> [Exercise description]: Extract each line of the items below that contains the word "picture", and copy those lines unchanged.
— Start of Data listing —
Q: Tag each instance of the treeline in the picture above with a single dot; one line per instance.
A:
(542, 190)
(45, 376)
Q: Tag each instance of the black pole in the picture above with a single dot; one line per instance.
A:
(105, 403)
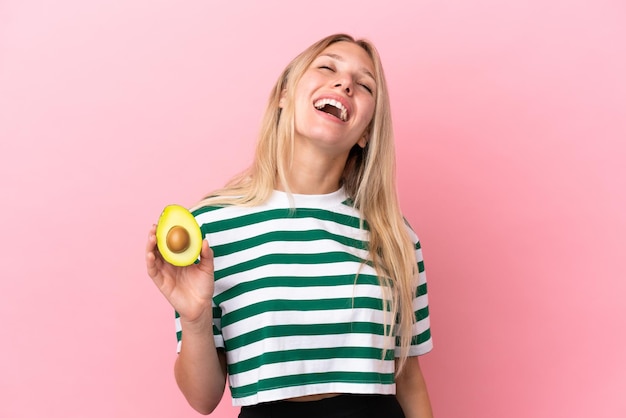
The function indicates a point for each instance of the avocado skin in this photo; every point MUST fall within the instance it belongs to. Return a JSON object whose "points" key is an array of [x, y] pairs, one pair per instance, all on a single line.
— End of Data listing —
— Start of Data listing —
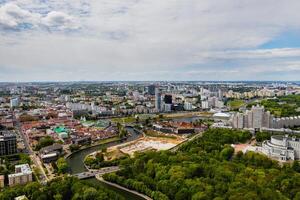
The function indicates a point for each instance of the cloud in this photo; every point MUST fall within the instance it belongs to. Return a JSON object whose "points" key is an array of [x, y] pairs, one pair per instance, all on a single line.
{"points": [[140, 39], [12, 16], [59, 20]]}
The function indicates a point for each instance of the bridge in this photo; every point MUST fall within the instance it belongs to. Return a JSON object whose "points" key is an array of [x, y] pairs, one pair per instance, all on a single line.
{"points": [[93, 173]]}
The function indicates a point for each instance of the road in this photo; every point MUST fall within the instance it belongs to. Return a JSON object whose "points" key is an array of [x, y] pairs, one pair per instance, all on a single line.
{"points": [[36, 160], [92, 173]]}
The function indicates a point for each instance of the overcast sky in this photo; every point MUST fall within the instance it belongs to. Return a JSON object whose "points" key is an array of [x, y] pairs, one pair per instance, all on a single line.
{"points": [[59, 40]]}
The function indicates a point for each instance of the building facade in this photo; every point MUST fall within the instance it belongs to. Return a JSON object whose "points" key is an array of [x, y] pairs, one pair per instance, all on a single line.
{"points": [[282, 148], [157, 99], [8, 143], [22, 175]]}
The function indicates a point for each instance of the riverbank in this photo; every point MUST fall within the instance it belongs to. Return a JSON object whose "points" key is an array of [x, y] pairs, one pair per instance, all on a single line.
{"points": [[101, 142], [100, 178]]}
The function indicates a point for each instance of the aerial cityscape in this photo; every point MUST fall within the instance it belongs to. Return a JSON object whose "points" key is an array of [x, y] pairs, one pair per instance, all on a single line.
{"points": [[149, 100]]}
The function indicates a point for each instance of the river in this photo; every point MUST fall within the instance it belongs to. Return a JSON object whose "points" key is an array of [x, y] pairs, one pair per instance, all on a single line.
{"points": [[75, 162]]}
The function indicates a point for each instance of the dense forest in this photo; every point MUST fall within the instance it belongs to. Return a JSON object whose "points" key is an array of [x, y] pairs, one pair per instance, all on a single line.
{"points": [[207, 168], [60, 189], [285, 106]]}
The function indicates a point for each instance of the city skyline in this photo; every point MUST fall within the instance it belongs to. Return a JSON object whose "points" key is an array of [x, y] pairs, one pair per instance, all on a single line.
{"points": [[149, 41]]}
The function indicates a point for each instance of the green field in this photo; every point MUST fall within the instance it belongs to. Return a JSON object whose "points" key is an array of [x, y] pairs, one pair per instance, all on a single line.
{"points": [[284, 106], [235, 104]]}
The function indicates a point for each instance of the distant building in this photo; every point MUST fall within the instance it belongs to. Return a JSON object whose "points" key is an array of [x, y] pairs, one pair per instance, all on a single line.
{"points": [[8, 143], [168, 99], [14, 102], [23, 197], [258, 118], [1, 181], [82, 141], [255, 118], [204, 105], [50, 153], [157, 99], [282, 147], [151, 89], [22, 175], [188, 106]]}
— End of Data listing —
— Start of Data listing —
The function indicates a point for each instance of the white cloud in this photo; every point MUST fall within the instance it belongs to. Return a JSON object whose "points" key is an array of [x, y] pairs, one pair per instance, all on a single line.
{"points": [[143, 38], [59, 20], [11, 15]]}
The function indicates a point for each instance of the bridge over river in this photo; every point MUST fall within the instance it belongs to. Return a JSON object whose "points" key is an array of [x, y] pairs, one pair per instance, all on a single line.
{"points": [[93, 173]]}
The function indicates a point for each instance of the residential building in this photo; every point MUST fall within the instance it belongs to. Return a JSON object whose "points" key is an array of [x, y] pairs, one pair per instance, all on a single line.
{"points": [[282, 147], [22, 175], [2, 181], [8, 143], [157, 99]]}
— End of Data listing —
> [Complete response]:
Q: Tag each instance of the treeline in the picture above with a single dot; one line per instance.
Q: Tag each instance of the black pole in the picture above with a single dot; one line per instance.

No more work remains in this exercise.